### GIVEN INSTRUCTION
Please return each of the items below unchanged, line for line.

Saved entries
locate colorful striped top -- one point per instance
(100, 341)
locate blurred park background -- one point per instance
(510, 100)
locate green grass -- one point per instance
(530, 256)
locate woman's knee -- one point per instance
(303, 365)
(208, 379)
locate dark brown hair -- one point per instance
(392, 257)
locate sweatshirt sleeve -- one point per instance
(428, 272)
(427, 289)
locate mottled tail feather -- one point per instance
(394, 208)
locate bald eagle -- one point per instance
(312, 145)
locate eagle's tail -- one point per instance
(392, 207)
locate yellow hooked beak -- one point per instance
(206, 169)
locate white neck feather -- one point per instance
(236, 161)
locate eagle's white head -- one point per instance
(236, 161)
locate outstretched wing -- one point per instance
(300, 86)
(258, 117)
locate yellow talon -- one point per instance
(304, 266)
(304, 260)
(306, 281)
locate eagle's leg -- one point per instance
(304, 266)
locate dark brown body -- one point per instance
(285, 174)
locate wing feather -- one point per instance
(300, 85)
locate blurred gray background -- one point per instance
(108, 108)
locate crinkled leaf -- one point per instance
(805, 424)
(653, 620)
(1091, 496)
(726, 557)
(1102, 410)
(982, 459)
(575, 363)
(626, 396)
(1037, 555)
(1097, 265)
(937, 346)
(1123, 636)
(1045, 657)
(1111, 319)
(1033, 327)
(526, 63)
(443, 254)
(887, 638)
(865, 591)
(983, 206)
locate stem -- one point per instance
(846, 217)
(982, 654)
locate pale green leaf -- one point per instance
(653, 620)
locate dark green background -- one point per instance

### ANSWER FOR THIS EXERCISE
locate colorful striped top -- one point per instance
(100, 341)
locate blurred park background -- one point per instance
(510, 100)
locate green grass -- one point per instance
(530, 256)
locate woman's knee -- one point per instance
(303, 365)
(208, 379)
locate dark brown hair -- one point per instance
(392, 257)
locate sweatshirt sleeve -- one point per instance
(428, 272)
(427, 289)
locate mottled tail feather -- one point per instance
(394, 208)
locate bald eagle -- one point per instance
(312, 145)
locate eagle's tail -- one point per instance
(392, 207)
locate yellow hooked beak -- one point per instance
(206, 169)
locate white neck feather -- one point per instance
(236, 161)
locate eagle's white head -- one point per instance
(236, 161)
locate outstretched wing -- one point per instance
(300, 86)
(258, 117)
locate yellow talon -- one point per instance
(304, 266)
(304, 260)
(306, 281)
locate eagle's leg -- one point per instance
(304, 266)
locate dark brown body -- one point per instance
(285, 174)
locate wing feather -- one point per instance
(300, 85)
locate blurred gray background -- one point per instance
(108, 108)
locate crinkled leaf -- one point per instance
(805, 424)
(653, 620)
(1091, 496)
(726, 557)
(1102, 410)
(982, 459)
(575, 363)
(626, 396)
(1037, 555)
(1097, 265)
(937, 346)
(1123, 636)
(1045, 657)
(1111, 319)
(1033, 327)
(526, 63)
(443, 254)
(887, 638)
(865, 591)
(983, 206)
locate stem -- one point per instance
(846, 217)
(982, 654)
locate pale green leaf -- one point per instance
(653, 620)
locate dark green background -- one point per instance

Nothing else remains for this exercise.